▸ **EXERCISE GOAL**: Quote verbatim the stretch of rows below, from the very first row through the row that contains "Target: van window".

▸ **EXERCISE DATA**:
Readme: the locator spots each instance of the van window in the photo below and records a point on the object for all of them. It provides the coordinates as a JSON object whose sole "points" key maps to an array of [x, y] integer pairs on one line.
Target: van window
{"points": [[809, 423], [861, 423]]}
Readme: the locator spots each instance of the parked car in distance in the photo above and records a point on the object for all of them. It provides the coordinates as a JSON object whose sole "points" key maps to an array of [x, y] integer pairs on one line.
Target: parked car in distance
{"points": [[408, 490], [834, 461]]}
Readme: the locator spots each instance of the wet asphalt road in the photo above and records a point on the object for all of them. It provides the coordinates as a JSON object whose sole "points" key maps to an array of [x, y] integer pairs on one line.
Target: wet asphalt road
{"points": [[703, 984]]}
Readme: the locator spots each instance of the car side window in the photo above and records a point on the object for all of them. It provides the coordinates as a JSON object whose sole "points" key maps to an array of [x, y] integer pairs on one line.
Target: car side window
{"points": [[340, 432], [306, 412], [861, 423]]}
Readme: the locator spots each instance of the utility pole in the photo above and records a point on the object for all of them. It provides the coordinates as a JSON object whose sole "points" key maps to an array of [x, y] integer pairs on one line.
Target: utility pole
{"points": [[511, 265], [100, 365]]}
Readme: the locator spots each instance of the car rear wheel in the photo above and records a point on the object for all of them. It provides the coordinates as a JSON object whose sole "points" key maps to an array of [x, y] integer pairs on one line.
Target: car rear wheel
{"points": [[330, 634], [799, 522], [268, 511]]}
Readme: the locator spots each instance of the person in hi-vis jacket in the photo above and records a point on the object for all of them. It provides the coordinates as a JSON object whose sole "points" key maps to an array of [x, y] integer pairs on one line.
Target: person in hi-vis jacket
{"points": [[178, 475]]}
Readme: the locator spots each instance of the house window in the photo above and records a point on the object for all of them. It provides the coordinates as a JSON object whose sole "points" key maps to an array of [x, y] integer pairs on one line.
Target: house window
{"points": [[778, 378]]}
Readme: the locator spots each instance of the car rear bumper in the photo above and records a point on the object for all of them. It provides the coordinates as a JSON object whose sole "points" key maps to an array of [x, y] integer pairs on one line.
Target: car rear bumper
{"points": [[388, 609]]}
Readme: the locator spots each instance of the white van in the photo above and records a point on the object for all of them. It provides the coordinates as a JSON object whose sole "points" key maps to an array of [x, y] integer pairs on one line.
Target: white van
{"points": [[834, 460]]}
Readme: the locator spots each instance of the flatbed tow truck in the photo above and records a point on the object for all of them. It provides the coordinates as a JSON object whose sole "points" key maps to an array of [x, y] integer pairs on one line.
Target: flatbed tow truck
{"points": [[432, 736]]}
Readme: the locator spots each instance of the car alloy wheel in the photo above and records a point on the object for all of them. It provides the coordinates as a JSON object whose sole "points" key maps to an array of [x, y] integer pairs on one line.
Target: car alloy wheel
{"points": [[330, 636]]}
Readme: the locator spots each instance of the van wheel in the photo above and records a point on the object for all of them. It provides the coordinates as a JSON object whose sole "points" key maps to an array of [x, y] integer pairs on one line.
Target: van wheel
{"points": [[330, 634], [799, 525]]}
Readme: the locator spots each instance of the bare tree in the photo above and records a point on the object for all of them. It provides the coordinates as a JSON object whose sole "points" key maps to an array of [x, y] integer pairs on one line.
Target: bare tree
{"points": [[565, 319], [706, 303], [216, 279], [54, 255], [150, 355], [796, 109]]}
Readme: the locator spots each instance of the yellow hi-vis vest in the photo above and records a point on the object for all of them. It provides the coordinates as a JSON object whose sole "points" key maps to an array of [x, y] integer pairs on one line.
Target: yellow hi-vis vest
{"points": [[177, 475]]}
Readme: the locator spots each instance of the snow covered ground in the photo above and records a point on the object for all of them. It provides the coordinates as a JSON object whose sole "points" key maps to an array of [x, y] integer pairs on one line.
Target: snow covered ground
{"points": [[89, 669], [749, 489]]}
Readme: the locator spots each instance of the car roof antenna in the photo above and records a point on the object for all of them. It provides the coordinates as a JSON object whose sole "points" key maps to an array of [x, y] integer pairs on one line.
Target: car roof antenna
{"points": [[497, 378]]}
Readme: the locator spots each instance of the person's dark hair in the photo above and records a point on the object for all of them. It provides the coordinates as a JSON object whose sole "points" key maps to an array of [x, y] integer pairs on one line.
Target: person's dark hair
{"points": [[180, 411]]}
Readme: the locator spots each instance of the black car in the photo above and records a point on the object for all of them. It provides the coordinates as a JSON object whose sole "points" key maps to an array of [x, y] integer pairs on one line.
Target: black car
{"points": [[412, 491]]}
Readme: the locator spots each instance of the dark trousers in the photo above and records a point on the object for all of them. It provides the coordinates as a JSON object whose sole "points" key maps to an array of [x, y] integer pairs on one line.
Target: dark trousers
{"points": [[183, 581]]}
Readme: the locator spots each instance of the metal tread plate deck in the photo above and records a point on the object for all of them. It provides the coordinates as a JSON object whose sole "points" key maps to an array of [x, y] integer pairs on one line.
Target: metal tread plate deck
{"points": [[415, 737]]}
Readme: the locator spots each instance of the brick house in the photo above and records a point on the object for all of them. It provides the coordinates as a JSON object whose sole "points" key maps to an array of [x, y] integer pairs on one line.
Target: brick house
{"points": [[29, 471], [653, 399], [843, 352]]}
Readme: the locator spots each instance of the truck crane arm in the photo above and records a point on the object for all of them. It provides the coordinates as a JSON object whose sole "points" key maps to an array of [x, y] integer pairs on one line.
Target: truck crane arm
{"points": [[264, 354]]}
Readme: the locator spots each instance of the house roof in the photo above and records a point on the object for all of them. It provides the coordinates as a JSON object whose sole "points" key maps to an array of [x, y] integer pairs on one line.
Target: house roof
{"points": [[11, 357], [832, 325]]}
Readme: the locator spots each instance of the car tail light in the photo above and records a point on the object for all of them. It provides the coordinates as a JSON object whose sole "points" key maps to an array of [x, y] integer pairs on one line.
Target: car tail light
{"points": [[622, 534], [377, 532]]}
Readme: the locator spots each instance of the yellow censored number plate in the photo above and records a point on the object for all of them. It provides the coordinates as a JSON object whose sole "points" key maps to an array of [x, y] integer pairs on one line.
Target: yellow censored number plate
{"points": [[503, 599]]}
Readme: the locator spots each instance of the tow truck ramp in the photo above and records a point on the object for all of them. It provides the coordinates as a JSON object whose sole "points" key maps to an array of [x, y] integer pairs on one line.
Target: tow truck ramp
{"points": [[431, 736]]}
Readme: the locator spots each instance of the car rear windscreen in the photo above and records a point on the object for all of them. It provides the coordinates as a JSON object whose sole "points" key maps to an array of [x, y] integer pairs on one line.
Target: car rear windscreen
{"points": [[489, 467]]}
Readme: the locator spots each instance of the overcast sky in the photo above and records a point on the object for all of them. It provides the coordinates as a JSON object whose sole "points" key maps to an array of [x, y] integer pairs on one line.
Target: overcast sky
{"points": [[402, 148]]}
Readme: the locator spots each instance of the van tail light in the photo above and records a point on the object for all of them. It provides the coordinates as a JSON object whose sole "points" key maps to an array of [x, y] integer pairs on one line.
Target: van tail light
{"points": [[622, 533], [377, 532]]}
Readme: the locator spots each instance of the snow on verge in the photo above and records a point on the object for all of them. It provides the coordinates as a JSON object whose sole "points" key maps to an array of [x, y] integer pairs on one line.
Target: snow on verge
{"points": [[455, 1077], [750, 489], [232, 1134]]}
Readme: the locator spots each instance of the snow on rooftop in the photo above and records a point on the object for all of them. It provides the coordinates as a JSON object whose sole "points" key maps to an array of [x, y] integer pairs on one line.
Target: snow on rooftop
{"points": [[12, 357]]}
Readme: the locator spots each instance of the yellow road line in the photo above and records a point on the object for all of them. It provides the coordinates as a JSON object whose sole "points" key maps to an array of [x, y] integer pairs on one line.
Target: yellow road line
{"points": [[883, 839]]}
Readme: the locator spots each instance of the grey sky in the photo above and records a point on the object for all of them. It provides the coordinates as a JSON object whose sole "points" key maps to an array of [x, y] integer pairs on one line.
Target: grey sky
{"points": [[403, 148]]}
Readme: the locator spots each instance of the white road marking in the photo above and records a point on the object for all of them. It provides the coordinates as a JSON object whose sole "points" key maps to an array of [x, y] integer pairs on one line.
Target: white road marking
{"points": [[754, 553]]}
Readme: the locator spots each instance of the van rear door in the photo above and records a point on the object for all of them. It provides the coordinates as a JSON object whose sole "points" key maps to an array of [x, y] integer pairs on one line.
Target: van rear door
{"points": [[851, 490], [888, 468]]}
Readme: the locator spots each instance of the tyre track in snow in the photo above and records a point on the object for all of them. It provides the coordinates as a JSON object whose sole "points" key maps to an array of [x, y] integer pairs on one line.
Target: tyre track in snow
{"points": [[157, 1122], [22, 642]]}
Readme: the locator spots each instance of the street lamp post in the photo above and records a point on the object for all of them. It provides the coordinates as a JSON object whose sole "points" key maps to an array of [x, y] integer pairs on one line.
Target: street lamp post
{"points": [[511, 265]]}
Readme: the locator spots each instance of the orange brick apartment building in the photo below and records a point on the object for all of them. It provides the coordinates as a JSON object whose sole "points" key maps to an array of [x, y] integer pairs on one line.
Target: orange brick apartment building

▸ **SOLUTION TO THE PROBLEM**:
Readme: the locator spots each instance of the van window in the photo below and records a point on the object for all of them. It provides the coordinates as a JSON object whose sole "points" key maps to an array of [x, y] integer pairs on one line.
Target: van window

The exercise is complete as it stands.